AIM OF THE EXERCISE: Gather every line of the listing that contains the string "grassy" and copy each one out.

═════ PROVIDED DATA ═════

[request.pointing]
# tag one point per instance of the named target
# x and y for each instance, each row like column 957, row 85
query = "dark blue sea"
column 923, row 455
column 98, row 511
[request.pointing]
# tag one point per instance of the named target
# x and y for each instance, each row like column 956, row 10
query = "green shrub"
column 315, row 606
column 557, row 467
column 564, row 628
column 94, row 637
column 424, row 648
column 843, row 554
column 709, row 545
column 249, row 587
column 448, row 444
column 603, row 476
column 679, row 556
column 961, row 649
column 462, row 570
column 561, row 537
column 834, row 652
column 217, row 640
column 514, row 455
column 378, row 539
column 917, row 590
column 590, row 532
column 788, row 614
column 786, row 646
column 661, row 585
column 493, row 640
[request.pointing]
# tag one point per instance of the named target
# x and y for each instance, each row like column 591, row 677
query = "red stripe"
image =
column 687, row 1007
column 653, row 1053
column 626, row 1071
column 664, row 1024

═════
═════ PROVIDED DATA ═════

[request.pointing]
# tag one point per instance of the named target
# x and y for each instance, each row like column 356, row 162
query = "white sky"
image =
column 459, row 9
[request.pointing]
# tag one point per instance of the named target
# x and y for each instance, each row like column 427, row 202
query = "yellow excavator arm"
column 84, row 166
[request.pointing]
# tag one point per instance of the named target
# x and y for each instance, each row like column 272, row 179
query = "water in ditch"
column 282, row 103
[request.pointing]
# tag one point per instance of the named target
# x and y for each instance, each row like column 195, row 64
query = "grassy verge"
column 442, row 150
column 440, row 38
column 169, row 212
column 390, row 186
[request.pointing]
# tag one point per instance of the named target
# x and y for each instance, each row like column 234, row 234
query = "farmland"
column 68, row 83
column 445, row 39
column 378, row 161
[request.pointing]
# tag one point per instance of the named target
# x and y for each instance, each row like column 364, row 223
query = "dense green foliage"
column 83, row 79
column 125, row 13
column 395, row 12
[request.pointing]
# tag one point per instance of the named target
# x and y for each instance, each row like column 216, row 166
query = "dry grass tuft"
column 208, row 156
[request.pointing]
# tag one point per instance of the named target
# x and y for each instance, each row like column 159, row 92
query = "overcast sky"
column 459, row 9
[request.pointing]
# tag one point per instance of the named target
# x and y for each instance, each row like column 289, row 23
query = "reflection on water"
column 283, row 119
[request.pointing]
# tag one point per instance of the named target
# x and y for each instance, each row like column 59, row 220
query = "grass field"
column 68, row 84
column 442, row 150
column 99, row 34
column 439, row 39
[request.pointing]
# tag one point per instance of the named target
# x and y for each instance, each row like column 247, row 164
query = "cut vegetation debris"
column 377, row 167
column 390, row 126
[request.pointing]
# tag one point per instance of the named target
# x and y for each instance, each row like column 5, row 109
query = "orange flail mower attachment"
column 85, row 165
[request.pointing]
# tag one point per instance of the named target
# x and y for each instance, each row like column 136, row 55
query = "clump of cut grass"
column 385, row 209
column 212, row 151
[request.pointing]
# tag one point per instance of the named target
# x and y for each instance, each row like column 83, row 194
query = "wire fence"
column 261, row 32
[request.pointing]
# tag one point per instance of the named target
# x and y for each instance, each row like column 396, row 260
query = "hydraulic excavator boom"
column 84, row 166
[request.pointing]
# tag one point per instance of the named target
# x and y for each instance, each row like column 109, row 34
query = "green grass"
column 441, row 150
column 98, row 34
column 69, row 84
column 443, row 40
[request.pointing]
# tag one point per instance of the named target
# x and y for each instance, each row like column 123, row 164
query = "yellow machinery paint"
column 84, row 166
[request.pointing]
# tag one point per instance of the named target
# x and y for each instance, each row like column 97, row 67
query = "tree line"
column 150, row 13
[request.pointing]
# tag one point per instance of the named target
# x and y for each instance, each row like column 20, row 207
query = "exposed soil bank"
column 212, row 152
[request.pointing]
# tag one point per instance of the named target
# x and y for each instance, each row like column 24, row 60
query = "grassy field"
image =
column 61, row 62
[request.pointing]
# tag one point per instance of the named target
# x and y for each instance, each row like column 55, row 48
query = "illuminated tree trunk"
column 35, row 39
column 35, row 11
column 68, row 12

═════

OUTPUT FOR THIS TASK:
query = "grassy verge"
query = "grassy field"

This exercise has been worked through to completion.